Pointing and labeling entries
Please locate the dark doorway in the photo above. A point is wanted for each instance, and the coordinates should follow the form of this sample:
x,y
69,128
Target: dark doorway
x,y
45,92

[Aim of the task]
Each entry above is to be set down again in exactly the same words.

[Output]
Please locate the dark doorway in the photo above. A point is wanted for each instance, and the coordinates should follow the form of this sample:
x,y
69,128
Target: dark doorway
x,y
45,92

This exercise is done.